◆ **RECORDS FOR THE TASK**
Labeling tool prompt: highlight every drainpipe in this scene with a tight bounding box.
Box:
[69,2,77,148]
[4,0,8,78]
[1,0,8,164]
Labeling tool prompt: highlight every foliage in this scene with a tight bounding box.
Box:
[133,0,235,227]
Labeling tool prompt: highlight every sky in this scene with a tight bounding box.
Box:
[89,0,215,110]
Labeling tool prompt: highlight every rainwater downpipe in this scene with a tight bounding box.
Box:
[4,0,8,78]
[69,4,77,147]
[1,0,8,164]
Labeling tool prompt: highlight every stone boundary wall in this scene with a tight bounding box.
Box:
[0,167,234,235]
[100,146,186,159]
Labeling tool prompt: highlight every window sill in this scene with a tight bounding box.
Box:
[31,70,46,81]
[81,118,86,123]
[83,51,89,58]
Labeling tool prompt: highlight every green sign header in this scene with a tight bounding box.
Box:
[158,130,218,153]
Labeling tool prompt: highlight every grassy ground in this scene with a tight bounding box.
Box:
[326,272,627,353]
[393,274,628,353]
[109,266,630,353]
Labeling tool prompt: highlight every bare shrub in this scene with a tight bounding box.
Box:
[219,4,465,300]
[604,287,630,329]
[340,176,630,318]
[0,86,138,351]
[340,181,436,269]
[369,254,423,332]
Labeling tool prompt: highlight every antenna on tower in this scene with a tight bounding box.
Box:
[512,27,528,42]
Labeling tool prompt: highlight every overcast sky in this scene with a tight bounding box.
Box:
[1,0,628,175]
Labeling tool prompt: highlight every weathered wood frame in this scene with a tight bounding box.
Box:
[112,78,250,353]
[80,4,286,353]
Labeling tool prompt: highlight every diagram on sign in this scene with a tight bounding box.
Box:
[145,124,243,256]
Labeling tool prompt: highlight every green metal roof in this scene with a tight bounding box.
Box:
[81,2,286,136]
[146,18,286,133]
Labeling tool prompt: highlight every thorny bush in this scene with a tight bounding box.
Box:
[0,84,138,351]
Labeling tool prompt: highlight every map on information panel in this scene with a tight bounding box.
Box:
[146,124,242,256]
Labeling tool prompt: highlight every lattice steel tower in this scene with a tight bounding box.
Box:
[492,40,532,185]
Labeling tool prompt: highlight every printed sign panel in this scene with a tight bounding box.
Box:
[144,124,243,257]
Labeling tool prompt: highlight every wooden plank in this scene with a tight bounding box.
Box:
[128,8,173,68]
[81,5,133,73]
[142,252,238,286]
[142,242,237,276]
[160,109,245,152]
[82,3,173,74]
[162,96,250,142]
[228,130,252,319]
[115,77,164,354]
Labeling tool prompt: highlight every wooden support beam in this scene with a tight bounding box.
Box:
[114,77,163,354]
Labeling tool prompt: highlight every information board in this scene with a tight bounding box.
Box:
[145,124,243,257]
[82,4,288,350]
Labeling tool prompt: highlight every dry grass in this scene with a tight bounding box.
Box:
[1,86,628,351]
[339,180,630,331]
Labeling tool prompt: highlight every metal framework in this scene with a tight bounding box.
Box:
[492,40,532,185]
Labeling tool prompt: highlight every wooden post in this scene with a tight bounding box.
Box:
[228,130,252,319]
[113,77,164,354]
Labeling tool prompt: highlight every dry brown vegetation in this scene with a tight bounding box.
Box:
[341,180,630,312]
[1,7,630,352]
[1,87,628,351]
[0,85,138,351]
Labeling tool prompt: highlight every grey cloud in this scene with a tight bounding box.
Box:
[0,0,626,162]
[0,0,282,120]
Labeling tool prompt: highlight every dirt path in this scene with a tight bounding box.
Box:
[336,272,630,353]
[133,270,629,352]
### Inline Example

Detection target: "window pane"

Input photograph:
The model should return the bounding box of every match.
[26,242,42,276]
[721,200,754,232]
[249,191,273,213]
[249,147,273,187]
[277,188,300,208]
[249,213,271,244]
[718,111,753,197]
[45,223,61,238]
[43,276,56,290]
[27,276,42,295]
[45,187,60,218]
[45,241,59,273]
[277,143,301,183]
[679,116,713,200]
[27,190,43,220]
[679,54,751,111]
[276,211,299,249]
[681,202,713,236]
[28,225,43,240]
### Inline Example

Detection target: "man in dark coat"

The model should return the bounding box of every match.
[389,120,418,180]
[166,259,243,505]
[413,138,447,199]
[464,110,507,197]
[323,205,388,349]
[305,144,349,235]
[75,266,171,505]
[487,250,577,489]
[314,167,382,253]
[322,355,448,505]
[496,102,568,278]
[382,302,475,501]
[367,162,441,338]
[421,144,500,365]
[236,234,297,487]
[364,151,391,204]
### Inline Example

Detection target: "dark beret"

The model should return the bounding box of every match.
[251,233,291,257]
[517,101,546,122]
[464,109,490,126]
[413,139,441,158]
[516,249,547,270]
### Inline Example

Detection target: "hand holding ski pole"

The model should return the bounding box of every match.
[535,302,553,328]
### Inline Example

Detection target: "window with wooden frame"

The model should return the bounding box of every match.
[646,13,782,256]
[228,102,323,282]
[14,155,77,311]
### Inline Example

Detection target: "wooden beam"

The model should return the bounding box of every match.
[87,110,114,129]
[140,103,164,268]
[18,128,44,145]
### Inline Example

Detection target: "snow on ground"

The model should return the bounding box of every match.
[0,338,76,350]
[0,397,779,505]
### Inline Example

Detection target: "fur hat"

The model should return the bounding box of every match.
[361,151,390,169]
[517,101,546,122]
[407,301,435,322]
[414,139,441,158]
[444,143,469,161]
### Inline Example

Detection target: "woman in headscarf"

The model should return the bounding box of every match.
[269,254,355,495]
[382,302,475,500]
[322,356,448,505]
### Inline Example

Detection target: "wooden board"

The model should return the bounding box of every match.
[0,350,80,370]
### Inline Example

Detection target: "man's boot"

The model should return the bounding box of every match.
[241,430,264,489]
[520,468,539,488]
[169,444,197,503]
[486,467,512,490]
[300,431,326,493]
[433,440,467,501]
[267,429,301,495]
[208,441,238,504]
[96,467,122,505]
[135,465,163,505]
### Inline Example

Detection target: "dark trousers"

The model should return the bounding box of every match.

◆ **TASK STATEMENT**
Return the full data, every line of it, with nothing altered.

◆ **WRITTEN ANSWER**
Labeling tool prompt: highlight every drainpipe in this scene with a tight bounding box.
Box:
[69,2,77,148]
[4,0,8,78]
[1,0,8,164]
Labeling tool prompt: highlight every foliage in this scene with a tight bounding box.
Box:
[133,0,235,227]
Labeling tool prompt: highlight every sky in this scene with a tight bounding box.
Box:
[89,0,215,110]
Labeling tool prompt: highlight every rainwater downpipe in this scene with a tight bounding box.
Box:
[4,0,8,78]
[69,4,77,147]
[1,0,8,164]
Labeling tool prompt: highlight every stone boundary wall in this scene with a tight bounding box.
Box:
[0,167,234,235]
[100,146,186,159]
Labeling tool prompt: highlight every window sill in this scene with a tight bounding box.
Box:
[31,70,46,81]
[81,118,86,123]
[83,51,89,58]
Labeling tool prompt: highlight every green sign header in this scene with a tight bounding box.
Box:
[158,130,218,153]
Labeling tool prompt: highlight every grassy ground in this scene with a tight bounding box.
Box:
[326,272,627,353]
[393,274,628,353]
[109,266,630,353]
Labeling tool prompt: highlight every bare shrub in this scene with a tight bounding box.
Box:
[219,4,465,300]
[604,287,630,329]
[340,176,630,318]
[0,86,138,351]
[340,181,436,269]
[369,254,423,332]
Labeling tool prompt: highlight every antenna on tower in this scene with a tight bounding box.
Box:
[512,27,528,42]
Labeling tool prompt: highlight every overcast sky in this scene with a tight bounding box.
Box:
[1,0,628,175]
Labeling tool prompt: highlight every weathered wood frame in this scene with a tight bounding box.
Box:
[112,78,250,353]
[80,4,286,353]
Labeling tool prompt: highlight every diagram on sign in this scene with a tight bounding box.
Box:
[145,124,243,256]
Labeling tool prompt: highlight every green metal roof in this scene with a tight bounding box.
Box:
[81,2,286,136]
[146,18,286,133]
Labeling tool prompt: highlight every thorny bush in this scene with a tight bounding box.
Box:
[0,84,138,351]
Labeling tool prompt: highlight every map on information panel in this scene with a tight bounding box.
Box:
[146,124,242,256]
Labeling tool prompt: highlight every lattice steel tower in this scene with a tight bounding box.
Box:
[492,40,532,185]
Labeling tool prompt: highlight every printed sign panel in this scene with a tight bounding box.
Box:
[144,124,243,257]
Labeling tool prompt: highlight every wooden plank in this scene with a tight bounding box.
Box:
[128,8,173,68]
[81,5,133,73]
[142,252,238,286]
[142,242,237,276]
[160,109,245,152]
[82,3,173,74]
[162,96,250,142]
[228,130,252,319]
[115,77,164,354]
Labeling tool prompt: highlight every wooden support beam in this scene with a tight bounding box.
Box:
[114,77,163,354]
Labeling tool prompt: highlight every information board in this scene with a tight bounding box.
Box:
[145,124,243,257]
[82,4,288,350]
Labeling tool prompt: highlight every dry grass in this scene with a tight bounding box.
Box:
[1,86,628,351]
[339,180,630,331]
Labeling tool prompt: highlight every metal framework in this scene with a tight bounding box.
Box:
[492,40,532,185]
Labeling tool prompt: highlight every wooden post in this scene with a tight bounding box.
Box:
[228,130,252,319]
[113,77,164,354]
Labeling tool prompt: highlight every dry brown vegetation in this scene with a tight bounding box.
Box:
[341,180,630,312]
[1,7,630,352]
[1,87,628,351]
[0,85,138,351]
Labeling tool prompt: highlight every grey cloud in this scene with a tight bounding box.
Box:
[0,0,626,162]
[0,0,282,120]
Labeling tool prompt: highlight every dirt path in this scene with a tight bounding box.
Box:
[336,272,630,353]
[133,270,629,352]
### Inline Example

Detection target: "window pane"

Input photograph:
The model should return the bounding box of every match.
[26,242,42,276]
[721,200,754,232]
[249,191,273,213]
[249,147,273,187]
[277,188,300,208]
[249,213,271,244]
[718,111,753,197]
[45,223,61,238]
[43,276,56,290]
[27,276,42,295]
[45,187,60,218]
[45,241,59,273]
[277,143,301,183]
[679,116,713,200]
[27,190,43,220]
[679,54,751,111]
[276,211,299,249]
[681,202,713,236]
[28,225,43,240]
### Inline Example

Detection target: "man in dark coat"

The model should return the bounding box of every match.
[389,120,418,180]
[166,259,243,505]
[413,138,447,199]
[464,110,507,197]
[323,205,388,349]
[305,144,349,235]
[75,266,171,505]
[487,250,577,489]
[314,167,382,253]
[322,355,448,505]
[496,102,568,278]
[382,302,475,501]
[367,162,441,338]
[421,144,500,365]
[236,234,297,487]
[364,151,391,204]
### Inline Example

Detection target: "dark beret"

The model should return the bounding box of every match.
[251,233,291,257]
[517,101,546,122]
[464,109,490,126]
[413,139,441,158]
[516,249,547,270]
### Inline Example

Detection target: "hand holding ski pole"

The model should return the bounding box of every match.
[535,302,553,328]
### Inline Example

Detection target: "window with wooden frame"

The model should return the bounding box of every match.
[646,13,782,256]
[228,102,323,282]
[14,155,77,311]
### Inline Example

Detection target: "wooden beam"

The model should return the bounding box of every match.
[87,110,114,129]
[140,103,164,268]
[18,128,44,145]
### Inline Example

Detection target: "snow on ground"

The model should return the bounding box of every match.
[0,338,76,350]
[0,397,779,505]
### Inline Example

Detection target: "fur hat"

The model should return the bounding box of every match.
[361,151,390,169]
[517,101,546,122]
[407,301,435,322]
[414,139,441,158]
[444,143,469,161]
### Inline Example

Detection target: "woman in headscarf"

The model should return the bounding box of every match.
[269,254,355,495]
[382,302,475,500]
[322,356,448,505]
### Inline Example

Detection target: "wooden board"

The model should return the bounding box of every match.
[0,350,80,370]
### Inline Example

Detection target: "man's boot"

The model should return the bounding box of every match.
[241,430,264,489]
[520,468,539,488]
[169,444,197,503]
[486,467,512,490]
[300,431,326,493]
[433,440,467,501]
[267,429,301,495]
[208,441,238,504]
[96,467,122,505]
[135,465,163,505]
### Inline Example

Detection target: "dark trousers"

The model should return the bounding box of every match.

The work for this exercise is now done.